**To do**
Word for word, give the data again without its pictures.

Saved entries

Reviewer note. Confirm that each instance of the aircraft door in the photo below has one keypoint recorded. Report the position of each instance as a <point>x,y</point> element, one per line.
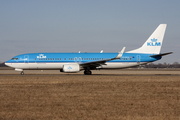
<point>26,59</point>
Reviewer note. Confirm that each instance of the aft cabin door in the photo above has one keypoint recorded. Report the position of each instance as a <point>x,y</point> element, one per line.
<point>26,59</point>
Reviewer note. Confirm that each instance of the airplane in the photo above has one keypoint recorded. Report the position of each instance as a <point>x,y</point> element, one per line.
<point>76,62</point>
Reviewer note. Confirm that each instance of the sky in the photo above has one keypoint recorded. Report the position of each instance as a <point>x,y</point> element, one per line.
<point>33,26</point>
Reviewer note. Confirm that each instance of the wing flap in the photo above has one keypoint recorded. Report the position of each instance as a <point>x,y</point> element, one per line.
<point>163,54</point>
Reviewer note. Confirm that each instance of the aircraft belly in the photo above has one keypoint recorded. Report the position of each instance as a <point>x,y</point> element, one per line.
<point>121,65</point>
<point>37,65</point>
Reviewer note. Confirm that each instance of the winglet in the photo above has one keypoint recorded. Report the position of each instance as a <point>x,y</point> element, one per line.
<point>120,53</point>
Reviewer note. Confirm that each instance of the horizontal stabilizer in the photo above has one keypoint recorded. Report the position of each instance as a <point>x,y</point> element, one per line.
<point>163,54</point>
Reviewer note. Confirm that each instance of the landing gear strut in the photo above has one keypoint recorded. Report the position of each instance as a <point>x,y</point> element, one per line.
<point>22,73</point>
<point>87,72</point>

**Answer space**
Reviewer note. Confirm that each instance of the aircraft door in the photo below has one keypoint recorded. Report the position of each instance as a <point>x,y</point> element, one per line.
<point>26,59</point>
Reviewer note. Confirm that each instance of the aft cabin door in the photo above has one keypoint recorded. Report the position of each instance as a <point>x,y</point> element, one per line.
<point>26,59</point>
Reviewer note. Confirm that each instance of the airplane in the photo above has one keypoint recorded. Report the position of each instance as a <point>x,y</point> element, one per line.
<point>76,62</point>
Reviewer note. Confirm that each instance of the sky in the photo above has one keypoint recorded. Report the position of each instance as a <point>x,y</point> element, one per line.
<point>33,26</point>
Reviewer note. Confirm that each instance of the wing flap in the photo above has one keypoint recorded. Report the position of each instance as a <point>x,y</point> element, one per line.
<point>163,54</point>
Reviewer note. Confirm that each instance of the aircraft belly in the photo above has one keypoint recorded. Report the position of each instance as a <point>x,y</point> element, one per line.
<point>121,65</point>
<point>37,65</point>
Reviewer note. Confirm that each instance of the winglet in the photo above has one keypoint recorded. Report the position of each instance as a <point>x,y</point> element, one per line.
<point>120,53</point>
Reviewer note. Confirm that each instance of the horizontal stabilizer in the photo above has one keypoint recorded. Report the position of each instance as a <point>x,y</point> element, one per line.
<point>163,54</point>
Reviewer note. Confirm that each instance of the landing gear strut in the photo above has one keypoint recorded. Report the position of each instance as a <point>x,y</point> element, one per line.
<point>22,73</point>
<point>87,72</point>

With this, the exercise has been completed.